• _INSTRUCTIONS TO FOLLOW_: Pull each line with the string "peach" from the entries.

*** MATERIAL SUPPLIED ***

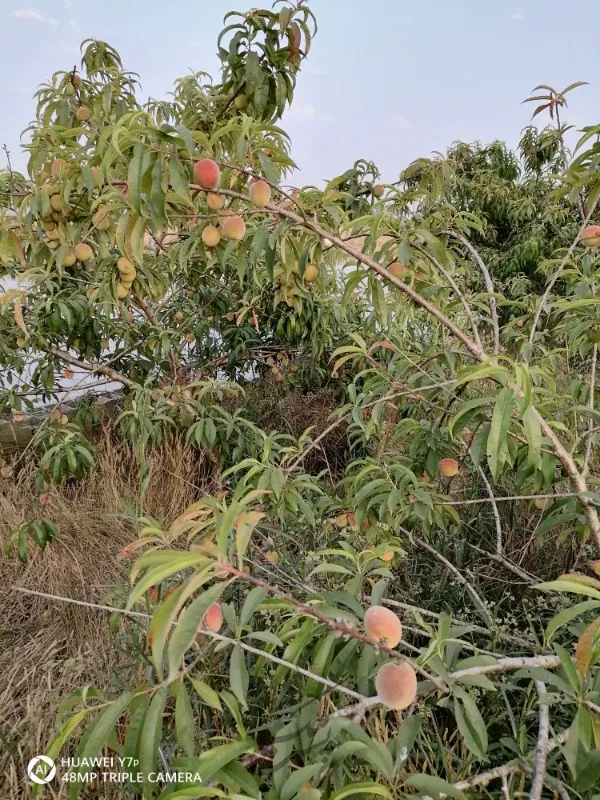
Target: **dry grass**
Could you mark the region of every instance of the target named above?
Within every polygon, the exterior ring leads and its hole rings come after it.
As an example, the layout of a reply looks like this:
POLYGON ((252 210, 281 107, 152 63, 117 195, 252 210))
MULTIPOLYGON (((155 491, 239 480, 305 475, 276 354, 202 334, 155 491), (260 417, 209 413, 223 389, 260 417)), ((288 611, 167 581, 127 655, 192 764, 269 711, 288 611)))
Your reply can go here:
MULTIPOLYGON (((179 441, 150 453, 151 480, 144 512, 169 522, 210 489, 198 454, 179 441)), ((10 591, 18 584, 50 594, 102 602, 128 582, 120 550, 136 538, 139 471, 135 456, 108 434, 98 445, 93 474, 77 486, 51 490, 43 515, 59 539, 42 553, 29 547, 0 563, 0 798, 29 797, 27 762, 43 752, 60 698, 87 683, 113 687, 126 680, 127 652, 110 633, 107 614, 10 591)), ((24 519, 42 515, 33 467, 0 479, 0 547, 24 519)), ((134 667, 132 667, 134 668, 134 667)), ((66 784, 64 785, 66 788, 66 784)), ((58 786, 46 797, 63 798, 58 786)), ((84 794, 83 797, 93 797, 84 794)))

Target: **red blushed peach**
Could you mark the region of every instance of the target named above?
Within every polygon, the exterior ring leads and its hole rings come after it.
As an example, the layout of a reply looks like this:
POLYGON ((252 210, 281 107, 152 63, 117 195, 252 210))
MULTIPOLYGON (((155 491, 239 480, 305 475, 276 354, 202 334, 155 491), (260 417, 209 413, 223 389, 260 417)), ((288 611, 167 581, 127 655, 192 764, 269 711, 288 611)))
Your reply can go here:
POLYGON ((53 178, 58 178, 61 175, 64 175, 65 172, 69 169, 69 165, 66 161, 62 158, 55 158, 52 162, 51 173, 53 178))
POLYGON ((239 241, 244 238, 246 233, 246 223, 237 214, 231 217, 226 217, 223 222, 223 236, 226 239, 235 239, 239 241))
POLYGON ((586 247, 600 245, 600 225, 590 225, 581 234, 581 241, 586 247))
POLYGON ((212 209, 212 211, 220 211, 224 204, 225 198, 222 194, 215 194, 214 192, 209 192, 206 197, 206 202, 208 203, 208 207, 212 209))
POLYGON ((212 158, 201 158, 194 164, 194 178, 202 189, 216 189, 221 181, 221 170, 212 158))
POLYGON ((373 187, 373 194, 375 195, 375 197, 383 197, 384 191, 385 191, 385 189, 380 183, 377 183, 373 187))
POLYGON ((365 633, 374 644, 396 647, 402 639, 402 623, 384 606, 370 606, 365 612, 365 633))
POLYGON ((458 461, 454 458, 442 458, 438 466, 444 478, 453 478, 458 475, 458 461))
POLYGON ((417 696, 417 676, 410 664, 389 661, 375 678, 375 690, 381 702, 388 708, 400 711, 417 696))
POLYGON ((202 627, 207 628, 209 631, 213 631, 213 633, 217 633, 221 630, 222 625, 223 610, 221 609, 219 603, 213 603, 208 607, 208 611, 204 615, 202 627))
POLYGON ((151 586, 148 589, 148 600, 154 604, 158 600, 158 586, 151 586))
POLYGON ((399 278, 406 272, 402 264, 400 264, 398 261, 392 261, 389 267, 387 267, 387 271, 390 273, 390 275, 393 275, 394 278, 399 278))
POLYGON ((271 187, 266 181, 254 181, 250 186, 249 195, 254 205, 262 208, 271 200, 271 187))

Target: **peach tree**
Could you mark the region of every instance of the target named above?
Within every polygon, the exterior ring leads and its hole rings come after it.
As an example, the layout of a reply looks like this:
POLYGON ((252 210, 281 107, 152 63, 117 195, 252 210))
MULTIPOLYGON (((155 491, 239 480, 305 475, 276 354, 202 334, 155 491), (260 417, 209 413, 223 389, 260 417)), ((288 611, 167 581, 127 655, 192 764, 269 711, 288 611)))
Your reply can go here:
POLYGON ((74 374, 122 387, 141 464, 110 624, 136 626, 144 668, 66 699, 46 754, 79 759, 71 798, 106 753, 132 797, 591 800, 600 128, 545 178, 569 218, 585 200, 572 238, 547 245, 540 292, 507 298, 473 244, 486 208, 436 188, 452 159, 399 185, 366 161, 286 185, 279 121, 316 24, 279 6, 227 15, 219 83, 144 106, 84 42, 81 71, 37 93, 28 175, 0 176, 0 400, 15 424, 49 404, 40 488, 94 468, 93 405, 70 422, 57 402, 74 374), (337 408, 318 435, 273 431, 257 384, 333 387, 337 408), (162 524, 144 454, 166 431, 217 488, 162 524))

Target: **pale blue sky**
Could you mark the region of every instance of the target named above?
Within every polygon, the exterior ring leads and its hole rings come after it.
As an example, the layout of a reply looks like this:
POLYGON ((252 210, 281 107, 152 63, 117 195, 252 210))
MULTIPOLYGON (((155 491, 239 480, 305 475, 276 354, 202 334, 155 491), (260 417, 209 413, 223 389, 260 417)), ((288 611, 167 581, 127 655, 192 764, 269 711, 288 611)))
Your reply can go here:
MULTIPOLYGON (((0 0, 0 143, 23 167, 19 135, 36 87, 79 63, 78 45, 114 45, 141 76, 142 97, 164 96, 189 68, 216 74, 223 15, 261 0, 0 0), (31 4, 31 5, 30 5, 31 4)), ((268 5, 268 4, 266 4, 268 5)), ((357 158, 386 181, 452 141, 516 143, 521 106, 538 83, 569 95, 565 116, 597 124, 597 0, 311 0, 319 22, 284 127, 301 168, 296 182, 332 177, 357 158)), ((0 163, 4 159, 0 157, 0 163)))

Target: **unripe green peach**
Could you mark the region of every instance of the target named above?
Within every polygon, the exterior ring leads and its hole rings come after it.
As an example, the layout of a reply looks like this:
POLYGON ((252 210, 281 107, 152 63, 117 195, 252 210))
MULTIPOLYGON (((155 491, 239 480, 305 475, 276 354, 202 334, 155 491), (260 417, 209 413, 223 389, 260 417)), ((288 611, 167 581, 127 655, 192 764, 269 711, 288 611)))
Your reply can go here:
POLYGON ((370 606, 365 612, 365 633, 376 644, 396 647, 402 639, 402 623, 384 606, 370 606))
POLYGON ((53 194, 50 198, 50 205, 55 211, 62 211, 65 207, 65 201, 59 194, 53 194))
POLYGON ((375 184, 373 187, 373 194, 375 197, 383 197, 384 188, 380 183, 375 184))
POLYGON ((87 119, 90 118, 90 110, 85 106, 79 106, 79 108, 75 112, 75 116, 77 117, 79 122, 85 122, 87 119))
POLYGON ((238 94, 233 102, 235 103, 235 107, 240 111, 244 111, 248 108, 248 98, 245 94, 238 94))
POLYGON ((129 288, 124 286, 121 282, 117 283, 117 288, 115 289, 115 297, 117 300, 123 300, 129 294, 129 288))
POLYGON ((400 711, 417 696, 417 676, 407 662, 401 664, 388 661, 375 678, 375 690, 381 702, 388 708, 400 711))
POLYGON ((76 261, 77 258, 73 250, 67 250, 63 256, 63 267, 72 267, 76 261))

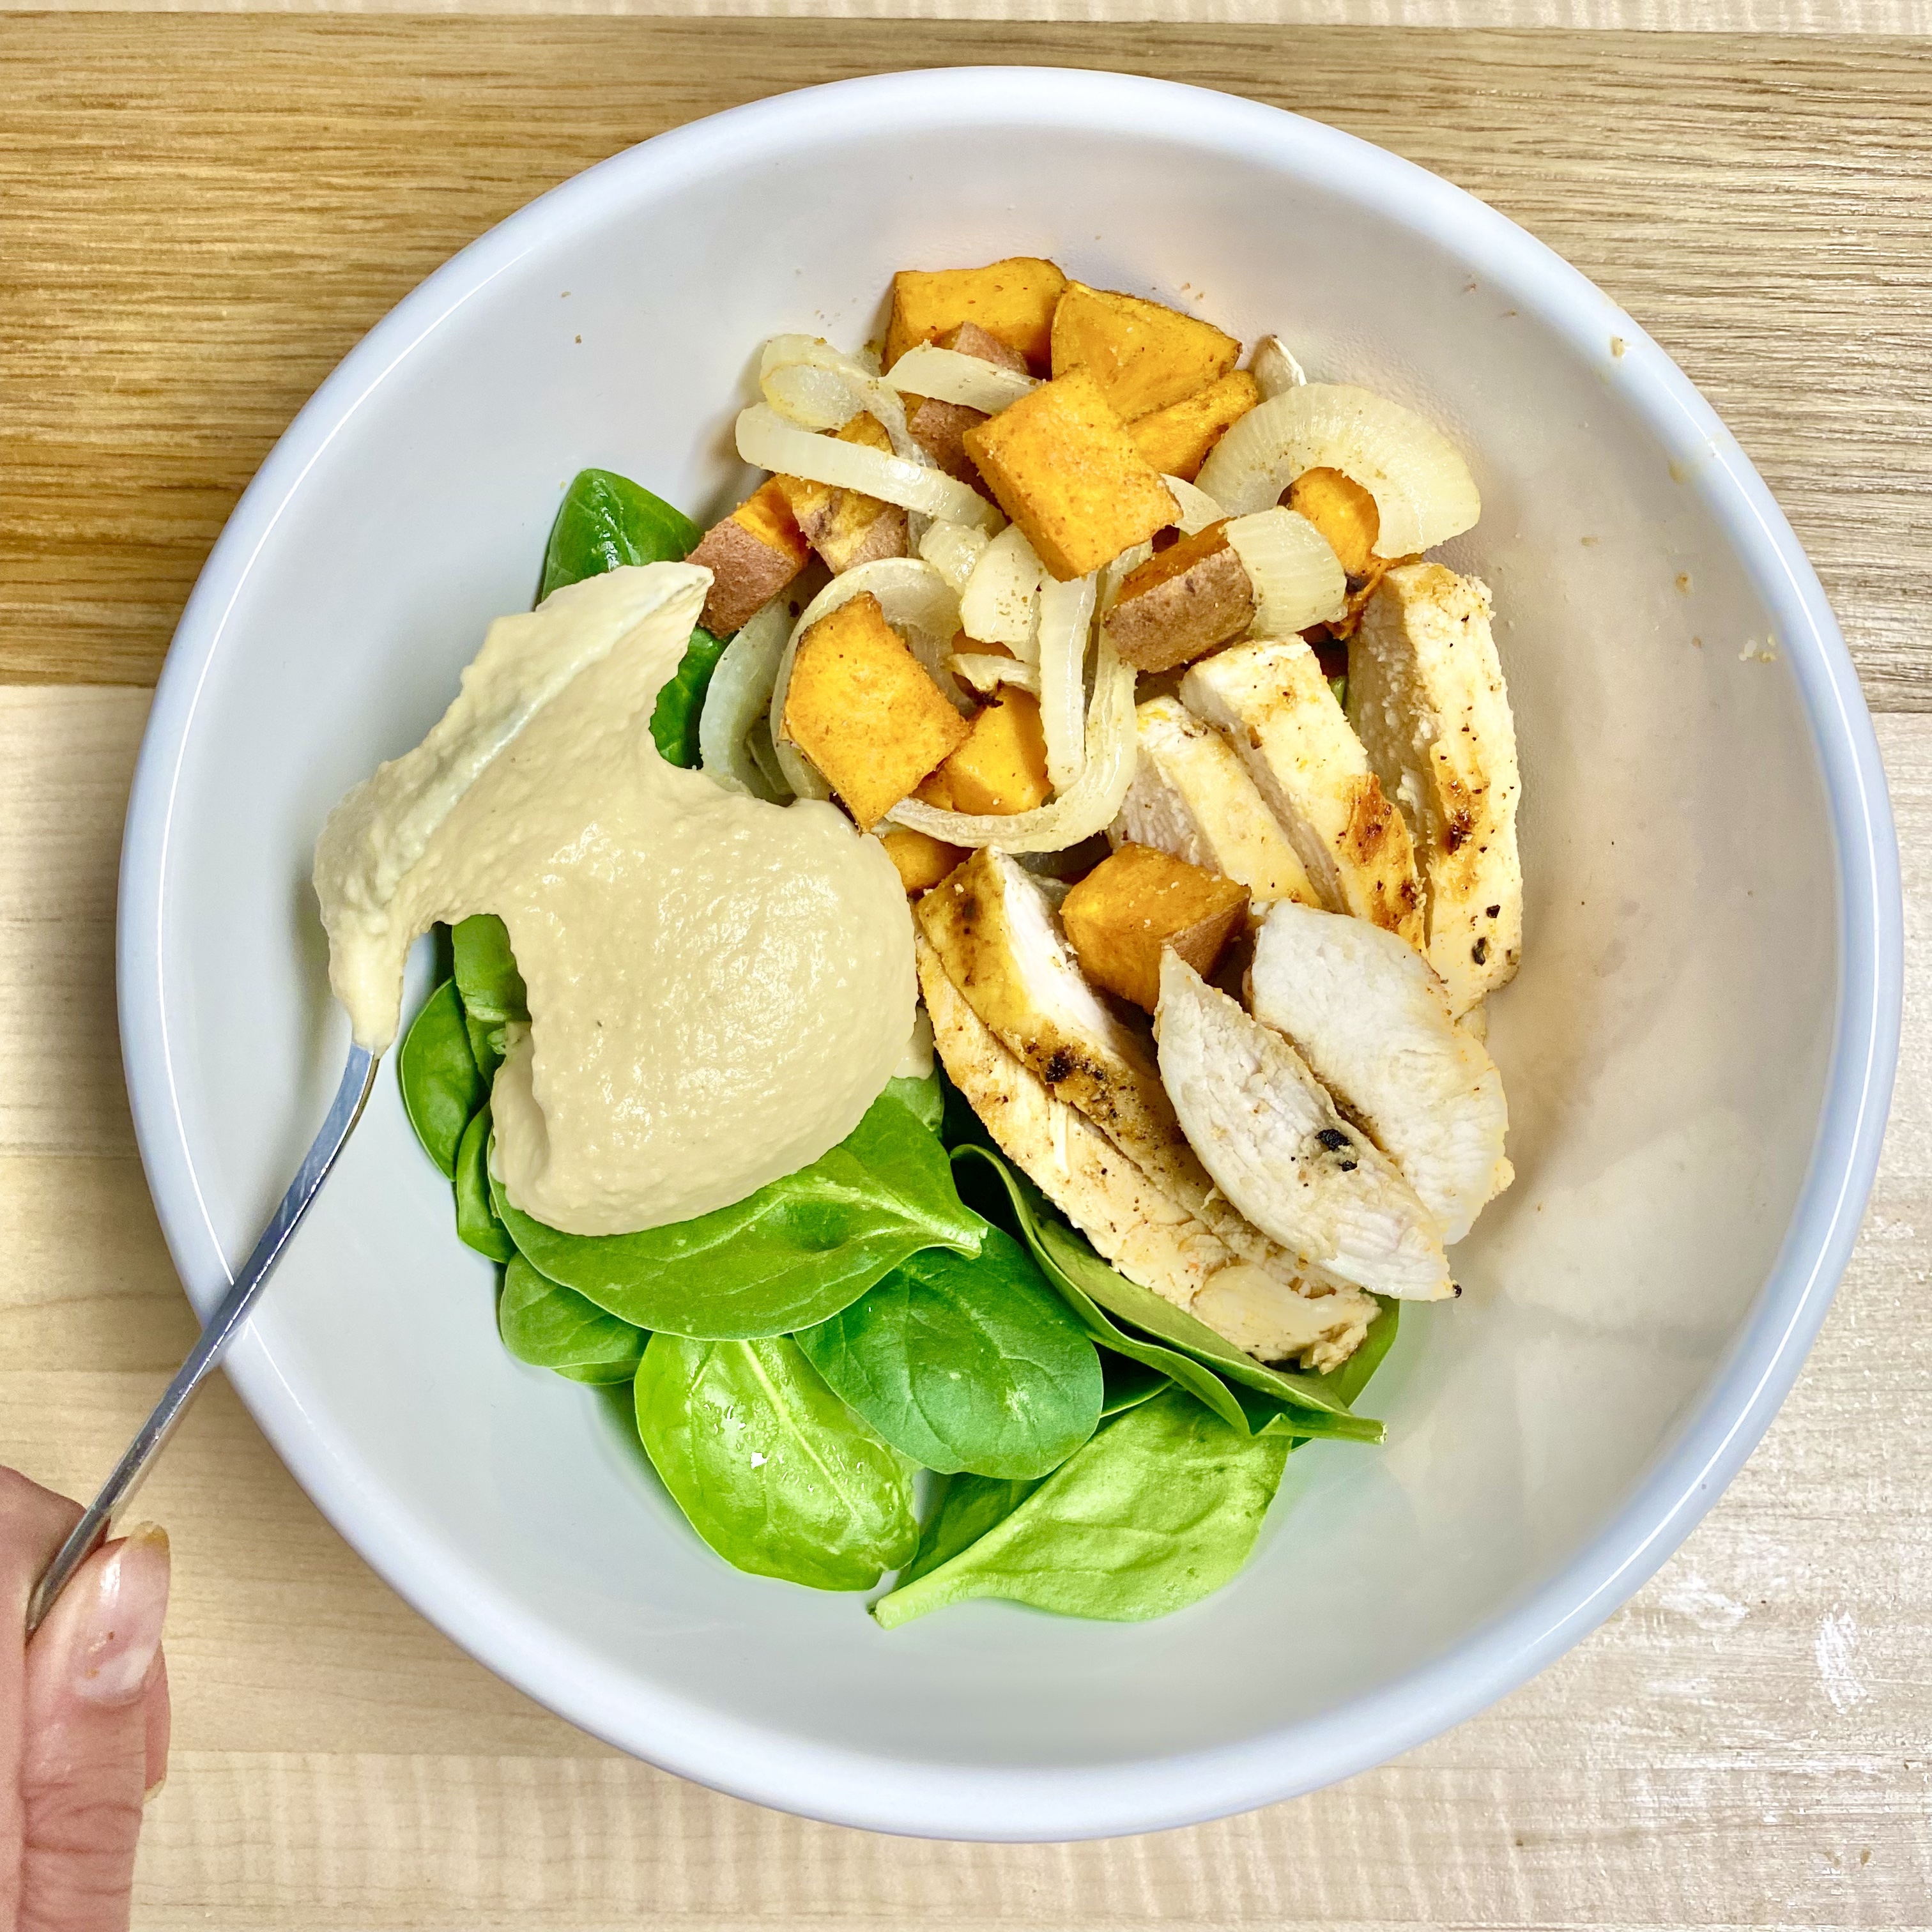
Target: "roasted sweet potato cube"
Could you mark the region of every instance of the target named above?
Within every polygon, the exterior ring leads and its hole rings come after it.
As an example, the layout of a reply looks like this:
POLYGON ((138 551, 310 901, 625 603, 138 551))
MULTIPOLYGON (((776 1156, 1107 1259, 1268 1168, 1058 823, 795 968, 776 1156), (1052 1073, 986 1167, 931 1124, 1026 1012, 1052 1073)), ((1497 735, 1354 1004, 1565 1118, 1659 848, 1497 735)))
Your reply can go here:
POLYGON ((983 268, 902 268, 892 278, 886 367, 914 344, 937 342, 970 322, 1044 370, 1052 353, 1053 312, 1066 286, 1051 262, 1031 255, 983 268))
MULTIPOLYGON (((892 440, 885 425, 862 413, 839 430, 838 440, 892 453, 892 440)), ((783 491, 806 541, 835 576, 882 556, 905 555, 906 513, 898 504, 882 502, 862 490, 834 489, 829 483, 811 483, 799 476, 772 481, 783 491)))
POLYGON ((1096 986, 1152 1012, 1172 946, 1204 980, 1242 925, 1248 889, 1148 845, 1123 845, 1066 895, 1060 921, 1096 986))
POLYGON ((1129 571, 1106 628, 1123 662, 1172 670, 1238 638, 1254 618, 1254 586, 1224 518, 1129 571))
POLYGON ((799 640, 785 735, 869 832, 946 755, 967 724, 868 590, 799 640))
POLYGON ((1231 369, 1219 382, 1132 426, 1134 445, 1163 476, 1192 483, 1208 452, 1261 400, 1261 385, 1245 369, 1231 369))
POLYGON ((1211 322, 1112 289, 1069 282, 1053 312, 1053 373, 1090 369, 1123 421, 1218 382, 1241 345, 1211 322))
POLYGON ((722 523, 713 524, 691 553, 691 562, 711 572, 702 622, 714 637, 728 638, 776 597, 812 554, 785 498, 788 480, 774 476, 760 484, 722 523))
POLYGON ((1001 509, 1063 584, 1180 514, 1092 375, 1057 376, 965 436, 1001 509))
POLYGON ((888 826, 879 834, 879 843, 886 848, 886 856, 892 862, 908 898, 932 891, 966 856, 962 848, 915 832, 909 825, 888 826))
POLYGON ((1282 498, 1328 539, 1328 548, 1351 577, 1366 577, 1381 560, 1376 539, 1382 515, 1376 500, 1339 470, 1304 470, 1282 498))
POLYGON ((1030 812, 1052 795, 1040 700, 1011 685, 973 721, 972 735, 919 788, 947 812, 1030 812))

*** End of MATERIAL SUPPLIED ***

• _RESULT OF THIS EXERCISE_:
Target: **red blushed peach**
Target: **peach tree**
Target: **unripe green peach**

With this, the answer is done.